• _TEXT SHOWN_

Table 4 Summary of data records.

Full size table

Technical Validation

The evaluation metrics used in this study are precision, recall and F-score. Precision is the fraction of the correct (“True”) data in the database, recall is the fraction of the data relation that is extracted from the entire records in papers, and F-score is the harmonic mean of precision and recall. The metrics are given by:

$$Precision=\frac{TP}{TP+FP}$$

(2)

$$Recall=\frac{TP}{TP+FN}$$

(3)

$${\rm{F}} \mbox{-} {\rm{score}}=2\cdot \frac{Precision\cdot Recall}{Precision+Recall}$$

(4)

where TP denominates true positive, FP false positive, and FN false negative.

As mentioned previously, a Correctness column was added to the database for validation use. By shuffling the database randomly, a total of 500 data records were used as a test dataset for evaluating precision. Since the number of data records for certain property types in this test dataset is much smaller compared to the other properties, more data records with those properties were added manually. For a single data record, it was assigned as “True” if the compound name, value, property and unit were matched to the original text from the paper. The record was classified as “False” if the errors were of one of the four types: “Incomplete composites” (F1), “Incorrect name” (F2), “Incorrect match” (F3), and “Interdependency error” (F4). These manually determined True/False values were added to the Correctness column, which can also be found in the GUI by sorting Correctness. From these 500 random data records, 51 records with different DOIs were selected for the estimate of recall. For each DOI, the number of relations in the source paper was counted, and then we compared it with the number of data records extracted in our database. Recall is thus determined as the fraction of relations which were extracted from the entire records in original papers. The details of the recall validation results can be found in the Supplementary Information^{33,34,35,36,37,38,39,40,41,42,43,44,45,46,47,48,49,50,51,52,53,54,55,56,57,58,59,60,61,62,63,64,65,66,67,68,69,70,71,72,73,74,75,76,77,78,79,80,81,82,83}.

• _GOAL 1_
Answer from the validation text:
(a) What does FN stand for?
(b) How many data records were used as the test dataset for evaluating precision?
(c) How many records with different DOIs were selected to estimate recall?
The entries have no connection to the validation text.

• _EXTRACTED DATA_
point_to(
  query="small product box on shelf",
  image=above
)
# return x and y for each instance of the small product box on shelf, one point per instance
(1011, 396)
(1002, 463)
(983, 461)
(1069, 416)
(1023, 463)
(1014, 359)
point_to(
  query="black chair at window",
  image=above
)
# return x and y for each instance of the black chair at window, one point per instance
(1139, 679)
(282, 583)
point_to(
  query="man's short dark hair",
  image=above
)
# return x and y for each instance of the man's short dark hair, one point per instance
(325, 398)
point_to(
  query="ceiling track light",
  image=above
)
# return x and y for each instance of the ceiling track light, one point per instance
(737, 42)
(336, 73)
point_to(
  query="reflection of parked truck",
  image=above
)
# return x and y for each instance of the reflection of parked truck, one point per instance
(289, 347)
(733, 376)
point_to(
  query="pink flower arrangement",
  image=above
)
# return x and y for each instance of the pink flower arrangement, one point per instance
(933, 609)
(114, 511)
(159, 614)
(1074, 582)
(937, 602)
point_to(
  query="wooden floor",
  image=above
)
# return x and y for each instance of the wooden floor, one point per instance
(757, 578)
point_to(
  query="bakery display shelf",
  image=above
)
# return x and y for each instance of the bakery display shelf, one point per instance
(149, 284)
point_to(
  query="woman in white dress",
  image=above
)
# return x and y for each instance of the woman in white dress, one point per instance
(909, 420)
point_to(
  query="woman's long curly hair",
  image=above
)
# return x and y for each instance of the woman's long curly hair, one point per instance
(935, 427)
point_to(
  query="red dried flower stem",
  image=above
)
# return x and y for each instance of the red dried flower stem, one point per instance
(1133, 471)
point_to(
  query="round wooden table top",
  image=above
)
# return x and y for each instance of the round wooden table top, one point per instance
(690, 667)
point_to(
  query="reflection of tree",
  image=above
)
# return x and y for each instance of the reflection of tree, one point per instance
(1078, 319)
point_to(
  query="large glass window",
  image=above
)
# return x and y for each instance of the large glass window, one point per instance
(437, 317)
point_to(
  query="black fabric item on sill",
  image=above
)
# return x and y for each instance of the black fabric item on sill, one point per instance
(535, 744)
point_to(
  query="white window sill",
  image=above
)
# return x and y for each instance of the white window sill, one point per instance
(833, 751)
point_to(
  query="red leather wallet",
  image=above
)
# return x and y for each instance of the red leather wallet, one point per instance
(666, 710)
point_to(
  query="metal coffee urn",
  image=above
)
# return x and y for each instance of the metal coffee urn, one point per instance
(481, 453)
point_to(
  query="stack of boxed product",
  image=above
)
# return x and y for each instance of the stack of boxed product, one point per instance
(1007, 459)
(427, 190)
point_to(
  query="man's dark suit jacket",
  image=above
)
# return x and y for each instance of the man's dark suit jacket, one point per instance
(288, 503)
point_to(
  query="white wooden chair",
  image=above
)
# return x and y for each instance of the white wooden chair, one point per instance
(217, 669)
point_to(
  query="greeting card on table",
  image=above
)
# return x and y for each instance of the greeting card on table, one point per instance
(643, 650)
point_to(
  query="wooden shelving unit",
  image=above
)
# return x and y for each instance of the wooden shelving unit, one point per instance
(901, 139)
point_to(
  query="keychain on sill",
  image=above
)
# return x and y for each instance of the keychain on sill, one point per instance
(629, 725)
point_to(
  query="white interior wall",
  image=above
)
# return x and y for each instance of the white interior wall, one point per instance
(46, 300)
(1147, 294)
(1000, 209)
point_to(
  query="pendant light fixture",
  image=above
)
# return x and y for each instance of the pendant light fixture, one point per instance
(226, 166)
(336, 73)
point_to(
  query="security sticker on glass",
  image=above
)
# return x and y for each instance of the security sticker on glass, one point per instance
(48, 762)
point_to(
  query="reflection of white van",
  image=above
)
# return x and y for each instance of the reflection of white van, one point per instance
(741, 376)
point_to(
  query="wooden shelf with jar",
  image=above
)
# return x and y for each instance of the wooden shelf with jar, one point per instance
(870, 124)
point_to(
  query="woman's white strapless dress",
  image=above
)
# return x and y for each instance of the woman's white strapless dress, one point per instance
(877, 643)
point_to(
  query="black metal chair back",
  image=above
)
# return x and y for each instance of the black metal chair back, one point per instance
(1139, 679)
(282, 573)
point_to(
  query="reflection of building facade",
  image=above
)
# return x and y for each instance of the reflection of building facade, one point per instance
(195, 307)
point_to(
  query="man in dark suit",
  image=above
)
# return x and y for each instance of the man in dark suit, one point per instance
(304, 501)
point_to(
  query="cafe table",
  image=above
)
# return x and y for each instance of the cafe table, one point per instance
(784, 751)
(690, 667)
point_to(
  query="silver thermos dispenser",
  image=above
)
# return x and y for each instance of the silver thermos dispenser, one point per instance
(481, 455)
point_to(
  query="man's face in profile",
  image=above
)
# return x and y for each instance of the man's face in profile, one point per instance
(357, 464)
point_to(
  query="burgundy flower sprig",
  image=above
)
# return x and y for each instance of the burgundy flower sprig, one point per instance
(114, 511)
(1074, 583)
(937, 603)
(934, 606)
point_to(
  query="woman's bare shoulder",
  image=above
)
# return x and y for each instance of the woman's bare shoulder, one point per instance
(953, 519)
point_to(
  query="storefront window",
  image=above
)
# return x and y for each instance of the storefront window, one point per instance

• _GOAL 2_
Edit the entries, starting with the first line of the entries and going on through the line with "(1078, 319)", so that "black chair at window" becomes "black chair by window" and nothing else changes. Give back only those lines.

• _WRITTEN RESPONSE 1_
(a) False negative
(b) 500
(c) 51

• _WRITTEN RESPONSE 2_
point_to(
  query="small product box on shelf",
  image=above
)
# return x and y for each instance of the small product box on shelf, one point per instance
(1011, 396)
(1002, 463)
(983, 461)
(1069, 416)
(1023, 463)
(1014, 359)
point_to(
  query="black chair by window",
  image=above
)
# return x and y for each instance of the black chair by window, one point per instance
(1139, 679)
(282, 583)
point_to(
  query="man's short dark hair",
  image=above
)
# return x and y for each instance of the man's short dark hair, one point per instance
(325, 398)
point_to(
  query="ceiling track light",
  image=above
)
# return x and y for each instance of the ceiling track light, one point per instance
(737, 42)
(336, 73)
point_to(
  query="reflection of parked truck",
  image=above
)
# return x and y for each instance of the reflection of parked truck, one point per instance
(289, 347)
(733, 376)
point_to(
  query="pink flower arrangement",
  image=above
)
# return x and y for each instance of the pink flower arrangement, one point per instance
(933, 609)
(114, 511)
(159, 614)
(1074, 582)
(937, 602)
point_to(
  query="wooden floor",
  image=above
)
# return x and y for each instance of the wooden floor, one point per instance
(757, 578)
point_to(
  query="bakery display shelf",
  image=above
)
# return x and y for each instance of the bakery display shelf, one point per instance
(149, 284)
point_to(
  query="woman in white dress",
  image=above
)
# return x and y for each instance of the woman in white dress, one point per instance
(909, 420)
point_to(
  query="woman's long curly hair",
  image=above
)
# return x and y for each instance of the woman's long curly hair, one point per instance
(935, 427)
point_to(
  query="red dried flower stem",
  image=above
)
# return x and y for each instance of the red dried flower stem, one point per instance
(1133, 471)
point_to(
  query="round wooden table top",
  image=above
)
# return x and y for each instance of the round wooden table top, one point per instance
(690, 667)
point_to(
  query="reflection of tree",
  image=above
)
# return x and y for each instance of the reflection of tree, one point per instance
(1078, 319)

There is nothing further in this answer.